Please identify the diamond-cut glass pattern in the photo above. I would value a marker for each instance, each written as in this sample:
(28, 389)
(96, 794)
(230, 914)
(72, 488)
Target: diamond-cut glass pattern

┄┄┄┄┄┄┄┄┄┄┄┄┄┄┄┄┄┄┄┄

EXERCISE BRIEF.
Could you report all lines of the listing that hold "diamond"?

RESULT OF THE EXERCISE.
Please identify the diamond-cut glass pattern in the photo above. I would value a marker for each instance, each written as in this sample:
Target: diamond-cut glass pattern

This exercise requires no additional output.